Alıntılanan Metin:
——————————

Sosyalizm, ancak doğayla, insanlarla ve kültürlerle uyumlu olduğunca düzeni sağlar. Bunun için de her türlü ayrımcılığı eler.
Birinde ayrımcılık yapılması, diğerinde ayrımcılığın elenmesi, sermayecilik ile sosyalizm arasındaki bir farktır ama talidir. Başka bir deyişle talidir ama uygulamanın sonucu olarak ortaya çıkan ayırt edici bir farktır.
Sosyalist bir düzenin kurulamaması ya da kurulduysa sürekli saldırı sonucu yıkılması halinde sosyalistler ayrımcılık konusundaki farka vurgu yaparlar. Sermayecilikte şu ya da bu insan grubuna nasıl ayrımcılık yapıldığını gösterirler. Buna karşı sermayeci yanıt, uyumsuz insan türlerini, bir kimlik ile tanımlayıp bu kimlik üzerinden kurulmuş haklar aracılığıyla sermayeci ilişkilere uygun hale getirmeye çalışmaktır.
Kadın hakları, eşcinsel hakları, şu ya da bu etnisiteye yönelik haklar, dar sermayeci ilişki kalıplarına uymayan kadını, eşcinseli, şu ya da bu etnisiteden insanı, farklı biçimde çerçeveleyip sermayeci süreçlere adapte etmeye yarar. Bizzat tanımı gereği kaçınılmaz olarak ayrımcı olduğu açık olsa bile bu hakların ayrımcılığa karşı geliştirildiği düşündürülmeye çalışılır.

——————————

Etkinlik A:
Sosyalizm ve ayrımcılık üzerine metne göre şu soruları yanıtlayın:
(i) Sosyalizm düzeni hangi koşulla sağlar?
(ii) Sosyalistler hangi durumda ayrımcılık konusundaki farka vurgu yapar?
(iii) Kadın hakları, eşcinsel hakları ve etnisitelere yönelik haklar neye yarar?
Etkinlik B:
Aşağıdaki ifadelerin sosyalizm ve ayrımcılık üzerine metinle uyuşup uyuşmadığını lütfen evet ya da hayır diye belirtin. Her yanıtın yanına metinden belirleyici sözcükleri aynen aktarın.
(i) Sosyalizm her türlü ayrımcılığı eler.
(ii) Ayrımcılık farkı, sermayecilik ile sosyalizm arasındaki temel farktır.
(iii) Sermayeci yanıt, uyumsuz insan türlerini bir kimlik ile tanımlamaya dayanır.
Etkinlik C: Sosyalizm ve ayrımcılık üzerine metnin son cümlesinden sonra gelecek bölümü yazın.
Buradan sonraki satırlar başka bir kaynaktan alınmıştır.

Verilen Bilgiler:
——————————

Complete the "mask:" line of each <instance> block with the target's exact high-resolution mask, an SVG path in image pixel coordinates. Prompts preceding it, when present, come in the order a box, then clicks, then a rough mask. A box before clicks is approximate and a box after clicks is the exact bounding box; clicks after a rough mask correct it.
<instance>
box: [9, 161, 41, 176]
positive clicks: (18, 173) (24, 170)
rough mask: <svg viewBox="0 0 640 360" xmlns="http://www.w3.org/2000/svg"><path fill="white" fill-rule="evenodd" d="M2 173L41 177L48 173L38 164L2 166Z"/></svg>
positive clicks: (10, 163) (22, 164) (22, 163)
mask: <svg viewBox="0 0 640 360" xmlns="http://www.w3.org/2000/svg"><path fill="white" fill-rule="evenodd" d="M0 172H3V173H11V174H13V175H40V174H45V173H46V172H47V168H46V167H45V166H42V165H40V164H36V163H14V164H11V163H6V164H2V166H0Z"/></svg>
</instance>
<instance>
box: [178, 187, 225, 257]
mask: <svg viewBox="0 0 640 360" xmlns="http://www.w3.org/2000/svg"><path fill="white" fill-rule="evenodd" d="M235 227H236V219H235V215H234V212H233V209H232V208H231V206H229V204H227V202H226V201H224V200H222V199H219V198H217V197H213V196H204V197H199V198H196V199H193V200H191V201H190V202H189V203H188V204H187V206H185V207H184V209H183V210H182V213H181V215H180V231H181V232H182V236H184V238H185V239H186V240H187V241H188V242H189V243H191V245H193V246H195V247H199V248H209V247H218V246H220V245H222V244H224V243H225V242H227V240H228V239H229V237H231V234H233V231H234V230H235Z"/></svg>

——————————

Yazılı Yanıt A:
(i) Doğayla, insanlarla ve kültürlerle uyumlu olduğunca.
(ii) Sosyalist bir düzen kurulamadığında ya da kurulduysa sürekli saldırı sonucu yıkıldığında.
(iii) Dar sermayeci ilişki kalıplarına uymayan kadını, eşcinseli, şu ya da bu etnisiteden insanı farklı biçimde çerçeveleyip sermayeci süreçlere adapte etmeye.

Yazılı Yanıt B:
(i) Evet: "Bunun için de her türlü ayrımcılığı eler."
(ii) Hayır: "sermayecilik ile sosyalizm arasındaki bir farktır ama talidir"
(iii) Evet: "uyumsuz insan türlerini, bir kimlik ile tanımlayıp"

Yazılı Yanıt C:
Güya sosyalistin, görevinin -ayrımcılığa karşıymış gibi gözüken ama has ayrımcı olan- hakları saptayıp savunma olduğunu düşünmesi, sermayeci süreçlerde çıkan aksaklıkları saptayıp yamama görevini yüklenmesidir. Bu durum umudunu kesmiş eski sosyalistin, sermayeci ilişkiler içinde kendine yer bulmasından başka bir şey değildir.
* * *
Kürtler, yoğun olarak yaşadıkları bölgede padişahlık döneminden beri geniş bir özerkliğe sahiptir. Ancak bu özerklik, Kürtleri Türkiye’nin geri kalanından toplumsal olarak yalıtıp şeyh, şıh, ağa, bey olarak küçük bir Kürt grubun diğer Kürtler üzerindeki tahakkümü anlamına geldi. Diğer Kürtler üzerinde tahakkümü bulunan egemen Kürtler, Kürtlerin Türkiye’nin ve dünyanın kalanındaki tahakküm ilişkilerine entegrasyonunda aracı oldular.
Kürtler arasındaki tahakküm ilişkileri, sermayecilik dışı feodal denilebilecek türdendi. 1980’den sonra o bölgenin kentleşmesinin zorunlu hale gelmesi, feodal ilişkilerin sürdürülmesini olanaksızlaştıracak bir süreci başlattı.
Kürtlerin Kürtler tarafından tahakküm altına alınması durumunu muhafaza ederek Türkiye’nin genelinden şu ya da bu biçimde toplumsal olarak yalıtılmış kentsel bir Kürt varlığı oluşturma eğilimi doğdu. Bu durum, bir yandan -en azından başlangıçta sosyalizan öğeler taşıyan- Kürtçülüğün, diğer yandan “İslam”cılığın gelişmesi biçiminde kendini gösterdi ve nihayetinde Kürtçülük ve “İslam”cılığın bir sentezinin oluşacağı umuluyor gibiydi.
* * *
Türkiye’de sosyalistler, kentsel Kürt toplumsal varlığının oluşmaya başlamasından önce feodal ilişkiler içindeki Kürt varlığını 1960’ların sonu 1970’lerin başında saptayıp deklare ettiler ve bu yüzden başlarına gelmeyen kalmadı.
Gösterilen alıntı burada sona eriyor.